# READING PASSAGE
Wouldn't you just have multiple NICs on one box for redundancy there? With any backups being sent a database write-log for replication?

> n any case, payments aren’t CPU intensive but it’s a prime case of hurry-up-and-wait. Lots of network IO, so while you won’t saturate the CPU with millions of transactions on the same box, I could easily imagine saturating a NIC.

If you're vertically scaling, wouldn't you just have the main database server host the database files locally, using fast NVMe SSDs (or Optame), in the box itself, instead of going over the network?

Enterprise NVMe drives can perform 500,000-2,000,000 IOPs, with about 60us latency. And Optane is about 4x faster. Why would a database server need to saturate network bandwidth?

Anyways, I'd love to see the actual SQL query for one of their transactions...

icebraining · on April 17, 2018

Wouldn't you just have multiple NICs on one box for redundancy there?

What happens when the FBI raids the DC to confiscate the servers of another person, and also takes yours? https://blog.pinboard.in/2011/06/faq_about_the_recent_fbi_ra...

saryant · on April 17, 2018

I'm largely referring to RPC calls, not DB queries. Many of those calls won't even be to services you control and may well be HTTP calls to other companies.

# MATERIAL FOR THE TASK
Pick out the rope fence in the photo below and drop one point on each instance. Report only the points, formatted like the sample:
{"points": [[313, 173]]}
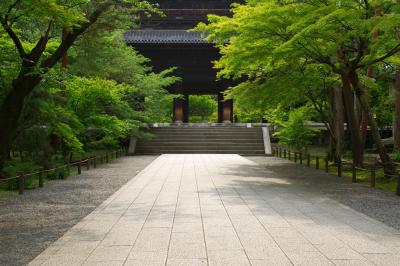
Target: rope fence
{"points": [[88, 162], [299, 157]]}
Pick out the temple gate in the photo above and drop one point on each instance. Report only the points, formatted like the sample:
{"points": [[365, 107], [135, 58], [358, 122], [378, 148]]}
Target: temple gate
{"points": [[167, 43]]}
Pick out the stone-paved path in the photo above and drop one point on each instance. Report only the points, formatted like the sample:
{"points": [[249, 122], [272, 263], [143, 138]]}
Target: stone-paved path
{"points": [[221, 210]]}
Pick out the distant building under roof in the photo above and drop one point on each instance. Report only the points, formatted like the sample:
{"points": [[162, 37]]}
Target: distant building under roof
{"points": [[163, 37], [166, 41]]}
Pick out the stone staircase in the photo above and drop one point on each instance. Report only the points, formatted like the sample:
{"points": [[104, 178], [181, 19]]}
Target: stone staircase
{"points": [[201, 140]]}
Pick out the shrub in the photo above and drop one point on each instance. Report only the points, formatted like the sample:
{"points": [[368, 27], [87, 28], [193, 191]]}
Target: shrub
{"points": [[296, 132]]}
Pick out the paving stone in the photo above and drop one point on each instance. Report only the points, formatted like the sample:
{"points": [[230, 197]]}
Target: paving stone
{"points": [[221, 210], [228, 258], [187, 262], [109, 253]]}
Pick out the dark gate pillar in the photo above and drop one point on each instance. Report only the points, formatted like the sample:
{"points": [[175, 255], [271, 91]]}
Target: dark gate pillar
{"points": [[181, 110], [225, 110]]}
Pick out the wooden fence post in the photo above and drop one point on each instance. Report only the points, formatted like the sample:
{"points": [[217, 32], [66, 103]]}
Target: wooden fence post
{"points": [[326, 165], [373, 176], [79, 168], [354, 173], [21, 183], [57, 173], [40, 175]]}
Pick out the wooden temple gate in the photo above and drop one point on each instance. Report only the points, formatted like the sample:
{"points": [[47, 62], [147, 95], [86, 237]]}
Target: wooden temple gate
{"points": [[167, 43]]}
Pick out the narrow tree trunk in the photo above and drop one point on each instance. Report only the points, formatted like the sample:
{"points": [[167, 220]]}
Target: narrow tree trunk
{"points": [[352, 121], [389, 167], [338, 120], [396, 124]]}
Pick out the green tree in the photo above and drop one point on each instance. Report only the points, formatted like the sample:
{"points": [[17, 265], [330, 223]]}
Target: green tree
{"points": [[265, 36], [34, 28]]}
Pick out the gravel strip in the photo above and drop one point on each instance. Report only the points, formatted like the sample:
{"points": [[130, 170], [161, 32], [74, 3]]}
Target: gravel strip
{"points": [[31, 222], [378, 204]]}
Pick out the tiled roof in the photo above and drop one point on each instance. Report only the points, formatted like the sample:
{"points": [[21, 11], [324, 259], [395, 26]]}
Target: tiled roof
{"points": [[163, 37]]}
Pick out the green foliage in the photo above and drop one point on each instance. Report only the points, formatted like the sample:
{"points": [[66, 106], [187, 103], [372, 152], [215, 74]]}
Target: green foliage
{"points": [[295, 132], [107, 92], [16, 168], [202, 108]]}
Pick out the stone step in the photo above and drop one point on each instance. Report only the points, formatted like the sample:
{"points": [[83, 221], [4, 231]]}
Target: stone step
{"points": [[246, 141]]}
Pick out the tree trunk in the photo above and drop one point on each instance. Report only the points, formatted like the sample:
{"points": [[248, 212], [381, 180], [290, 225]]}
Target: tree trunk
{"points": [[396, 124], [12, 107], [352, 121], [388, 165], [338, 114]]}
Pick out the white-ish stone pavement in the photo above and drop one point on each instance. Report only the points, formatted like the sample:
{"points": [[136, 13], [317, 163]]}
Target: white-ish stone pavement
{"points": [[221, 210]]}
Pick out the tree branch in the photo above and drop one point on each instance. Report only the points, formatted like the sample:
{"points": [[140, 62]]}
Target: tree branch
{"points": [[73, 35], [392, 52], [14, 38], [40, 46]]}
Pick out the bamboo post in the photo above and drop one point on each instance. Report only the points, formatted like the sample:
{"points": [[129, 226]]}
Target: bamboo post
{"points": [[326, 165], [79, 168], [373, 176], [40, 176], [354, 173], [57, 173], [21, 183]]}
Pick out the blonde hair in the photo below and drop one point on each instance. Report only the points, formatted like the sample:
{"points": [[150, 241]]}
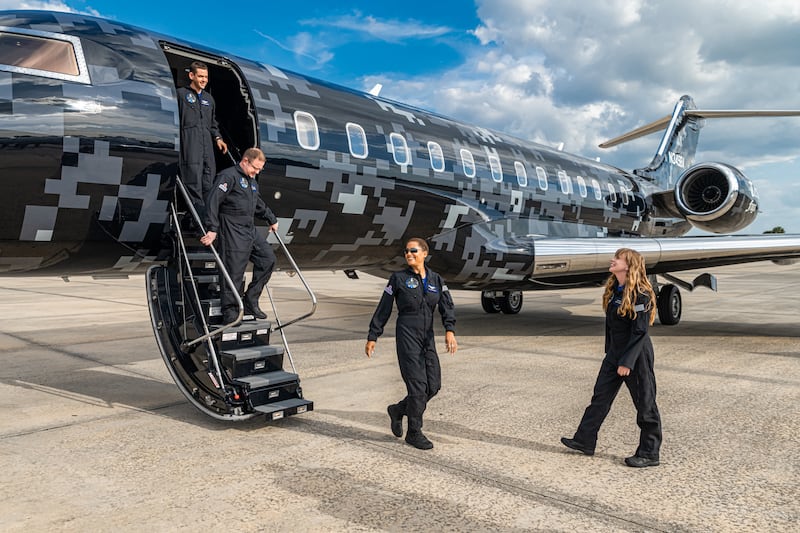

# SET OF TASKS
1. Reproduce word for word the part of the forum thread that opens with the words containing "Enterprise NVMe drives" and closes with "saturate network bandwidth?".
2. Return every line of the entries that contains the word "roof", treating uppercase and lowercase letters as different.
The forum thread and the entries are unrelated to each other.

# THE RESPONSES
1.
Enterprise NVMe drives can perform 500,000-2,000,000 IOPs, with about 60us latency. And Optane is about 4x faster. Why would a database server need to saturate network bandwidth?

2.
Pick out the distant building under roof in the photo above and drop one point on each instance. Report only the points, formatted like the sample:
Target: distant building under roof
Pick out the tiled roof in the photo above and drop one point on each instance. Report only the points, formatted like the sample:
Target: tiled roof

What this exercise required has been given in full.